Work to be completed: Please continue the blog post about taking in two chocolate Labs, starting right after its final sentence.

Wednesday, February 16, 2011

Random Musings In The Dead Of Winter

NICOLA, JACKSON AND THE DF&C
There has been a hole in our lives for the last 15 years. That is when Licorice, a rescue black Labrador retriever, suffered a fatal rattlesnake bite. We have talked about getting another dog, but travels, jobs and the confined spaces in which we lived conspired to keep that from happening. And I suppose the cats were secretly lobbying for us to remain canine-free.

Then an old friend called the Dear Friend & Conscience from upstate New York on Christmas Day with an unexpected gift: Brother and sister four-and-a-half-year-old chocolate Labs who needed homes because their master was being deployed to Afghanistan.

The situation turned out to be a bit more complicated. Jackson and Nicola had been dumped at the home of the mother of the deployed GI's girlfriend and were basically cage bound, seldom walked and never exercised. The master had no intention of reuniting with them when and if he came home, while the girlfriend's mother was moving from a house with a yard to an apartment.

Supplied information:
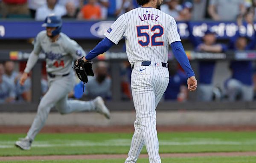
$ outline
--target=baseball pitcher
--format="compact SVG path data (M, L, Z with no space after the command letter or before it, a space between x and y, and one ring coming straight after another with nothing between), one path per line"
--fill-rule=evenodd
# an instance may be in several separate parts
M174 19L160 10L163 0L137 0L142 6L121 15L104 39L83 59L88 62L125 37L132 70L131 88L136 111L135 132L125 163L136 163L145 145L151 163L161 163L156 127L156 108L169 82L169 44L187 76L188 88L197 81L180 42Z

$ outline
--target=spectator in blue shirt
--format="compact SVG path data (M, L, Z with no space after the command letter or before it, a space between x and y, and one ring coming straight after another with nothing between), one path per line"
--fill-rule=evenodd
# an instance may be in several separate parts
M201 52L221 53L226 51L227 46L216 43L216 34L207 30L201 40L191 35L192 42L195 47L195 51ZM198 63L199 84L198 87L198 98L199 101L210 101L212 99L212 76L215 67L215 61L200 61Z
M176 60L169 61L168 66L169 81L164 93L164 99L177 101L180 93L181 87L187 84L187 77L184 73L178 70Z
M241 22L238 22L240 26ZM241 34L239 30L231 39L230 49L235 51L253 50L256 45L256 35L248 37ZM253 100L253 62L251 61L234 61L230 63L230 68L232 75L224 84L227 95L230 101L241 99L245 101Z

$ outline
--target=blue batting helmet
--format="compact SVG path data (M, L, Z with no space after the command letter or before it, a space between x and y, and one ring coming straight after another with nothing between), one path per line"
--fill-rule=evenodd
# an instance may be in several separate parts
M52 32L52 37L54 37L59 34L62 27L62 20L61 17L55 15L50 15L44 20L44 23L42 26L44 27L56 27L56 29Z

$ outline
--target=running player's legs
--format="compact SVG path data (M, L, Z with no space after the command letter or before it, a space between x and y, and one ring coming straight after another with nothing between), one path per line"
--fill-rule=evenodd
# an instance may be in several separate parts
M44 125L51 108L68 93L65 88L68 87L60 83L57 80L52 81L48 91L42 98L38 107L37 114L27 133L29 138L34 140Z
M95 110L95 104L93 101L83 101L79 100L68 100L67 95L63 97L55 104L56 109L61 114L81 111Z

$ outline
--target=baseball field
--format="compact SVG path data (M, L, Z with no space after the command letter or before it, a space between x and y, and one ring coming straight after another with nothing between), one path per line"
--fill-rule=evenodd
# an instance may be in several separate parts
M163 163L256 163L256 132L159 132ZM6 163L123 163L132 133L41 133L29 151L14 146L20 134L0 135ZM137 163L148 163L145 147Z

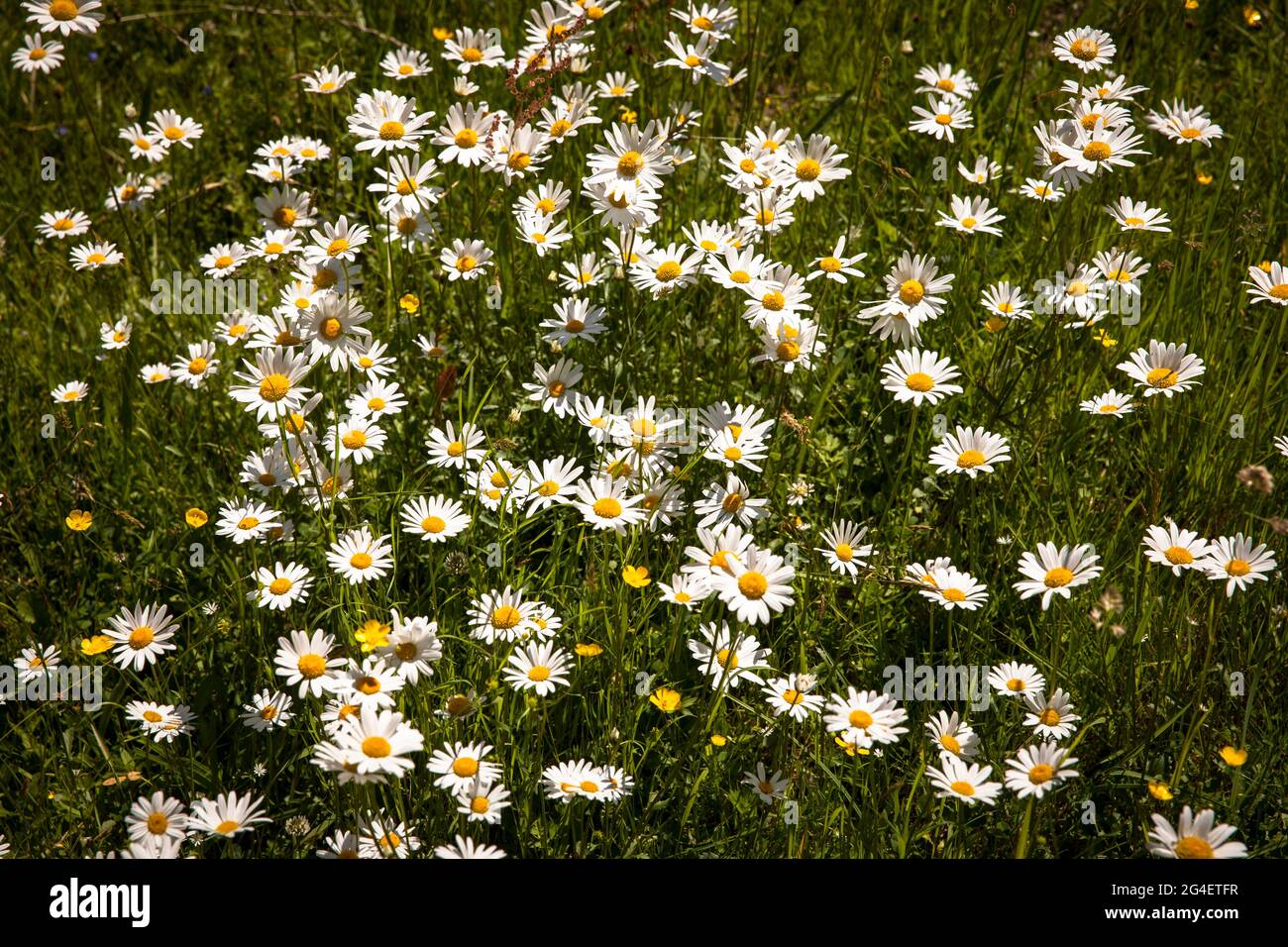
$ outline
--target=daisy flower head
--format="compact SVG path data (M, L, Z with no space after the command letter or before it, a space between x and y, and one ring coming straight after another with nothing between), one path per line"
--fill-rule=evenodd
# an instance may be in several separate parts
M1207 368L1203 359L1194 353L1186 352L1185 343L1160 343L1149 340L1149 348L1136 349L1128 356L1128 361L1118 365L1121 371L1136 383L1137 388L1145 389L1145 397L1153 398L1163 394L1171 398L1180 392L1188 392Z
M805 278L818 280L819 277L823 277L842 285L848 282L846 277L862 280L866 274L858 268L857 264L866 258L866 253L846 256L845 234L841 234L836 238L836 246L832 249L832 253L827 256L817 256L814 259L814 269L811 269Z
M648 514L641 505L643 497L627 495L625 481L612 474L582 481L577 484L577 499L572 505L594 528L622 533Z
M298 602L304 602L309 597L313 579L309 576L307 566L291 562L283 566L274 563L273 568L267 566L255 571L256 590L252 593L260 608L273 611L286 611Z
M1029 697L1046 691L1046 678L1033 665L1006 661L988 671L989 685L1003 697Z
M492 251L482 240L453 240L443 247L439 260L448 281L477 280L491 265Z
M307 73L300 81L304 82L304 91L314 95L334 95L357 77L357 72L346 72L339 66L327 66Z
M1167 526L1151 526L1141 540L1145 558L1172 569L1173 576L1185 569L1202 569L1203 558L1208 553L1208 541L1200 539L1193 530L1182 530L1171 518Z
M13 52L9 61L22 72L49 75L63 64L63 44L55 40L46 43L39 32L23 36L22 46Z
M940 358L938 352L903 349L881 366L881 387L898 402L911 401L916 407L922 402L938 405L963 390L961 385L952 384L952 379L960 375L953 363Z
M949 201L951 213L939 211L936 227L951 227L958 233L988 233L1001 237L1002 232L994 225L1006 216L998 214L988 202L987 197L958 197L953 195Z
M341 533L326 559L350 585L383 579L394 566L389 536L375 536L366 526Z
M956 710L952 714L940 710L930 718L926 722L926 733L930 734L930 742L935 745L940 758L970 759L979 752L979 734Z
M474 785L479 778L484 782L497 782L501 767L486 759L492 752L487 743L443 743L429 759L429 772L438 776L434 785L448 792L460 792Z
M1269 265L1249 267L1245 280L1248 298L1252 303L1270 303L1271 305L1288 305L1288 269L1279 262Z
M291 698L282 692L264 688L250 703L242 705L241 720L252 731L263 733L274 727L285 727L291 722Z
M537 631L538 602L523 598L523 589L496 589L474 599L469 607L470 636L486 644L516 642Z
M958 756L942 754L938 767L926 767L930 785L936 790L939 799L957 799L958 801L974 805L994 805L997 795L1002 791L1002 783L988 782L992 767L981 767L979 763L966 763Z
M914 91L927 95L969 99L979 90L979 85L966 70L954 70L943 62L938 66L922 66L913 79L921 82Z
M538 697L568 685L572 655L550 643L533 642L518 648L506 661L505 679L515 691L536 691Z
M712 688L733 689L741 680L761 683L757 671L769 670L769 648L761 648L753 635L735 633L726 622L705 624L699 635L688 640L689 653L711 678Z
M948 611L963 608L974 612L988 600L988 589L983 582L952 566L933 569L925 585L929 588L918 589L918 593Z
M1072 769L1077 761L1054 741L1025 746L1015 754L1015 759L1006 760L1006 789L1020 799L1041 799L1078 774L1077 769Z
M1242 532L1220 536L1208 544L1199 567L1215 582L1225 582L1226 598L1243 591L1255 581L1267 581L1275 568L1275 554L1265 542L1256 546Z
M962 99L956 95L929 95L927 108L913 106L912 113L916 116L908 128L923 135L931 135L938 140L947 138L953 142L953 133L975 128L975 120Z
M59 405L85 401L89 397L89 384L85 381L66 381L53 389L49 396Z
M386 90L363 93L348 116L349 134L362 140L358 151L380 155L385 151L420 149L420 139L429 134L425 125L433 112L416 112L416 99Z
M838 733L846 743L868 749L873 743L895 743L908 732L908 713L890 694L846 688L845 694L828 698L824 724L829 733Z
M1136 410L1130 394L1119 394L1113 388L1095 398L1079 402L1078 407L1090 415L1109 415L1112 417L1122 417Z
M125 254L116 249L116 244L103 241L102 244L81 244L73 246L70 254L72 269L99 269L102 267L115 267L125 259Z
M171 617L169 607L135 603L133 609L122 607L108 618L102 634L115 643L115 664L142 671L165 652L175 649L170 639L178 629L179 622Z
M1216 822L1212 809L1195 816L1190 807L1181 808L1176 827L1157 813L1150 816L1154 828L1149 832L1149 853L1160 858L1245 858L1247 847L1230 841L1238 831L1234 826Z
M79 237L88 232L90 223L89 216L84 211L68 207L67 210L54 210L41 214L40 223L36 224L36 232L41 237L49 237L50 240L67 240L68 237Z
M192 804L188 827L207 836L231 837L254 831L254 826L270 819L264 816L264 800L246 794L220 792L215 799L198 799Z
M1042 611L1051 607L1051 598L1070 597L1070 590L1086 585L1100 575L1096 563L1100 555L1088 544L1060 546L1054 542L1039 542L1038 551L1024 553L1020 557L1023 579L1014 584L1021 599L1042 597Z
M103 21L100 0L28 0L23 4L27 22L35 23L41 32L88 35L98 32Z
M313 634L291 631L290 638L277 639L276 674L286 678L287 687L299 684L300 697L321 697L340 687L335 671L346 664L343 657L330 657L334 648L335 638L321 629Z
M1024 694L1024 705L1028 707L1024 725L1032 727L1034 733L1046 740L1064 740L1078 729L1078 720L1082 719L1073 713L1069 694L1059 687L1050 697Z
M1211 148L1212 142L1225 137L1203 106L1186 108L1184 102L1164 102L1162 112L1145 115L1145 124L1177 144L1206 144Z
M850 169L842 166L849 157L831 138L819 134L810 135L808 144L796 135L774 152L782 179L790 182L788 192L806 202L823 195L823 184L850 177Z
M957 173L971 184L987 184L1001 177L1002 166L989 160L987 155L980 155L971 166L967 166L965 161L958 161Z
M872 544L863 541L867 533L867 527L841 519L823 532L823 545L815 546L814 551L823 554L832 572L854 579L872 555Z
M1113 37L1104 30L1091 26L1066 30L1051 44L1051 54L1056 59L1077 66L1083 72L1103 70L1113 61L1117 52Z
M810 674L788 674L770 679L761 691L774 716L787 715L802 723L823 709L823 697L810 693L815 683Z
M936 473L963 473L975 479L981 473L993 473L994 464L1011 459L1011 448L1001 434L990 434L983 428L962 428L945 433L930 451L930 464Z

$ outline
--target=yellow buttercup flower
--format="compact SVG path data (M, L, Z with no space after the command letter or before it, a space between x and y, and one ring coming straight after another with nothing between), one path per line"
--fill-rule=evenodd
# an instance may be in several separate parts
M67 528L76 532L85 532L94 522L94 514L89 510L72 510L67 514Z
M622 580L632 589L643 589L653 581L648 577L648 569L643 566L623 566Z
M81 638L81 655L86 657L94 657L95 655L102 655L103 652L111 651L112 646L116 644L107 635L94 635L93 638Z
M680 692L672 691L668 687L659 687L648 698L648 702L654 707L661 710L663 714L671 714L680 709Z
M1235 750L1233 746L1221 747L1221 759L1227 767L1242 767L1248 761L1247 750Z
M384 648L389 644L389 625L383 625L375 618L367 618L362 622L362 626L353 633L353 636L362 646L362 653L367 655L376 648Z

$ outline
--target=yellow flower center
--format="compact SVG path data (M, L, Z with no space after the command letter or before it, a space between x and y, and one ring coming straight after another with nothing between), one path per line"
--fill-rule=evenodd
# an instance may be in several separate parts
M1194 835L1186 835L1184 839L1177 839L1176 844L1172 845L1172 850L1176 853L1177 858L1215 858L1212 853L1212 847L1207 844L1203 839Z
M1114 149L1106 142L1088 142L1087 147L1082 149L1082 157L1087 161L1104 161L1113 153Z
M769 591L769 580L760 572L743 572L738 576L738 591L750 599L764 598Z
M1176 371L1172 368L1151 368L1145 376L1145 381L1154 388L1171 388L1179 380Z
M1048 589L1060 589L1073 581L1073 572L1066 569L1064 566L1056 566L1050 569L1042 579L1043 585Z
M152 630L151 625L139 625L137 629L130 631L129 644L134 651L143 651L143 648L152 644L156 638L156 633Z
M796 178L799 180L814 180L823 173L823 166L814 158L801 158L796 165Z
M296 670L309 680L326 674L326 658L321 655L300 655L295 662Z
M613 519L622 515L622 505L611 496L595 500L595 505L591 509L595 510L595 515L600 519Z

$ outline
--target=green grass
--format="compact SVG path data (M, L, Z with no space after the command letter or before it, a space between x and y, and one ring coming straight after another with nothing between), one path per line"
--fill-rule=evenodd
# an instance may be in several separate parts
M210 245L259 233L252 201L267 187L246 167L254 149L274 137L316 135L336 156L352 156L352 180L341 179L334 162L319 162L303 184L322 219L346 214L374 224L366 186L383 160L353 151L344 116L358 93L395 85L377 66L392 48L385 37L430 54L434 72L397 84L397 91L437 112L437 125L452 100L453 71L439 58L430 27L497 26L513 55L524 6L488 5L495 19L478 4L456 3L434 3L426 12L425 4L305 0L286 5L294 17L286 8L273 14L273 4L156 0L130 5L148 8L130 13L117 6L108 3L108 21L95 36L66 40L68 61L50 76L31 82L5 70L0 79L9 124L0 178L6 209L0 222L0 642L6 651L0 655L9 661L39 642L59 646L67 662L82 660L81 638L137 600L167 603L182 630L178 651L139 674L118 671L107 656L85 658L106 665L98 713L61 703L0 706L0 835L13 854L120 849L130 804L153 790L187 803L228 790L264 796L273 823L233 841L189 843L207 857L312 856L323 835L354 828L370 809L406 819L426 847L421 854L465 834L527 857L1137 857L1146 850L1149 814L1175 822L1182 804L1216 809L1220 821L1239 827L1251 854L1283 854L1282 579L1226 598L1221 582L1173 577L1146 564L1141 549L1146 527L1172 517L1202 536L1242 531L1269 542L1280 563L1288 554L1271 523L1284 513L1282 491L1256 492L1235 477L1265 464L1288 479L1271 443L1288 434L1285 309L1249 307L1242 286L1249 265L1285 255L1283 4L1258 4L1265 21L1252 30L1239 5L1207 0L1193 13L1180 3L1091 3L1077 18L1064 4L1015 4L1012 12L970 0L854 9L744 3L734 43L721 44L716 58L748 70L748 77L728 90L653 68L668 55L666 33L683 28L666 4L625 3L594 36L583 79L625 70L640 80L627 100L640 124L683 99L703 112L689 142L697 161L665 182L654 240L683 241L680 228L693 220L732 222L737 197L720 182L719 143L775 121L806 137L828 134L849 155L853 174L813 204L799 201L796 223L762 251L805 272L844 233L848 249L867 253L860 264L867 277L845 286L809 283L831 350L814 371L792 375L750 365L757 345L739 318L742 301L711 281L654 301L625 280L609 280L592 290L608 309L609 331L595 345L578 343L568 352L585 366L581 390L609 401L653 394L677 408L728 399L762 406L766 416L791 412L804 425L801 435L779 423L764 473L744 472L753 493L770 497L757 541L779 554L795 544L800 554L795 606L755 631L773 666L811 671L818 692L831 693L846 685L880 689L882 669L909 657L930 665L1036 664L1051 687L1077 702L1081 777L1032 812L1010 792L994 808L935 798L925 769L936 760L922 724L952 709L947 703L908 702L909 732L896 745L880 756L848 756L818 718L774 720L746 684L717 696L684 642L703 621L732 618L724 606L712 598L684 613L659 600L656 584L635 590L620 576L630 563L666 581L693 541L692 513L675 526L674 540L640 531L621 539L594 533L571 508L532 519L497 517L478 508L459 478L425 464L424 438L444 419L477 419L491 448L518 463L559 454L591 459L578 425L529 410L519 387L531 380L533 361L549 365L556 357L537 329L563 298L547 274L574 253L600 249L608 236L585 198L574 197L569 214L576 240L538 259L516 240L509 209L526 187L444 169L437 182L450 188L439 207L443 236L479 237L497 254L500 309L488 308L482 282L443 278L437 244L428 254L386 253L374 233L362 254L362 299L375 313L372 331L399 359L395 379L408 408L386 421L384 455L358 469L352 499L334 515L308 510L296 495L270 500L295 519L294 544L268 549L216 539L215 513L223 500L242 495L241 460L260 445L252 416L227 396L240 353L220 344L220 372L200 390L144 385L144 363L169 362L187 343L211 338L216 321L151 313L152 280L174 271L200 278L196 260ZM18 21L12 9L9 48L21 44ZM1112 32L1114 68L1150 88L1132 107L1150 155L1060 204L1039 205L1009 189L1034 175L1029 129L1055 117L1064 100L1060 82L1077 77L1050 55L1050 41L1079 24ZM193 27L204 28L201 53L189 52ZM784 50L788 28L799 31L799 52ZM904 40L913 52L900 52ZM86 59L89 50L95 62ZM907 129L922 99L913 72L940 61L980 84L971 103L975 128L956 144ZM358 79L334 98L305 95L298 75L326 63ZM475 76L477 98L519 111L501 71ZM1204 104L1225 138L1211 149L1180 147L1146 130L1144 111L1172 98ZM103 210L107 188L128 169L140 170L116 137L128 124L128 103L144 120L153 110L175 108L202 122L205 135L193 151L175 148L149 169L173 175L151 205L118 215ZM614 104L600 104L599 129L616 117ZM576 196L585 157L600 140L596 128L582 129L531 183L562 180ZM972 189L954 170L976 155L1007 166L987 189ZM41 179L45 156L57 161L55 180ZM938 156L948 160L947 180L934 174ZM1231 175L1235 158L1240 179ZM1211 183L1197 183L1198 171L1211 174ZM1006 214L1005 236L966 240L934 227L934 211L947 209L952 193L988 193ZM1164 209L1172 232L1124 240L1101 210L1121 195ZM89 213L94 233L116 241L126 264L75 273L67 250L79 241L39 241L39 214L67 206ZM1066 262L1090 262L1110 246L1128 246L1153 264L1140 322L1122 325L1110 316L1101 323L1115 347L1043 316L985 331L978 300L987 285L1005 278L1028 289ZM966 389L917 412L880 387L880 366L898 347L878 341L855 317L908 249L935 255L942 269L956 273L947 311L925 326L922 345L951 357ZM238 273L247 274L276 298L279 274L264 264ZM398 308L404 292L421 300L410 318ZM95 361L99 323L121 316L134 322L131 344ZM447 336L444 362L416 352L415 336L430 331ZM1139 410L1123 419L1078 411L1083 398L1130 388L1114 366L1150 339L1188 343L1207 366L1203 384L1176 398L1139 398ZM456 372L455 385L444 389L443 371ZM50 389L71 379L89 381L89 399L54 405ZM339 408L357 387L325 366L316 366L307 384L323 392L319 410ZM927 482L936 414L949 425L980 424L1003 434L1012 461L975 482ZM54 437L43 437L46 415ZM685 459L694 461L684 481L690 501L723 478L698 456ZM787 486L797 477L814 484L814 495L804 508L790 508ZM474 523L456 540L430 546L401 532L398 508L437 492L466 499ZM189 528L189 506L205 509L211 522ZM88 532L64 526L72 509L93 512ZM872 568L857 584L838 581L811 551L822 530L842 517L867 524L876 544ZM349 586L327 571L325 549L339 531L362 523L394 535L397 569L389 581ZM1042 541L1092 542L1105 567L1047 612L1011 590L1020 553ZM191 564L193 542L205 546L201 568ZM450 554L464 564L450 568ZM905 563L935 555L951 555L988 585L984 608L944 612L898 581ZM274 558L301 562L317 579L309 600L285 617L245 597L254 567ZM553 697L528 701L513 692L500 675L507 649L468 634L471 598L506 585L524 586L555 608L562 647L604 648L577 658L571 685ZM1121 591L1121 608L1097 625L1090 612L1110 588ZM201 609L207 602L219 606L213 616ZM298 715L285 731L259 734L240 723L243 702L281 683L272 665L278 635L321 627L357 656L353 631L366 618L388 621L390 608L435 618L443 639L433 678L399 700L426 745L410 776L337 789L309 763L321 738L321 706L294 693ZM638 693L640 674L652 675L653 687L677 689L680 711L662 714ZM1235 674L1242 688L1231 687ZM478 692L478 713L461 720L434 714L451 694L470 689ZM144 698L189 705L193 732L169 745L151 742L124 711L128 701ZM1021 716L1001 701L970 715L993 778L1030 742ZM728 742L714 746L712 733ZM450 798L431 786L429 752L448 740L496 747L493 759L513 792L498 826L466 828ZM1225 745L1245 747L1247 764L1225 765L1218 758ZM542 768L578 758L623 767L635 778L634 794L609 805L546 800ZM742 785L756 763L791 778L786 799L797 804L799 819L784 818L783 801L764 805ZM254 773L256 764L263 776ZM104 785L130 772L139 778ZM1151 799L1149 780L1166 781L1175 800ZM291 817L307 819L307 830L287 828Z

Exercise result:
Jack and Nicky clicked immediately with the DF&C on an exploratory visit, and in mid-January they were introduced to their new home, the DF&C's mountain retreat, a place made in dog heaven that has a large back yard below a woods, the Kittatinny Ridge and the Appalachian Trail. Oh, and a 40,000-acre wildlife refuge across the road.

* * * * *
The snowpack at the mountain retreat is about 18 inches as we slouch toward the last month of winter, and it is a solid 18 inches because many of the storms have begun or ended with sleet and freezing rain. One result, in addition to the back yard and environs being a skating ring, is that when we walk and exercise Jack and Nicky, we zoot along on top of the snowpack and our foot and paw falls are a symphony of notes sounding like broken glass and tinkling wind chimes.

* * * * *
There is nothing more important to dogs than getting exercise. A good diet and loving owners are important, of course, but a dog that cannot run is not a happy dog and sooner or later will become an overweight dog with a shortened life expectancy.

Jack and Nicky took to us immediately. Jack has shown some apprehension when the DF&C isn't around, but both are extremely intelligent, obedient and excellent watchdogs who hear the sound of a car on the driveway long before we do.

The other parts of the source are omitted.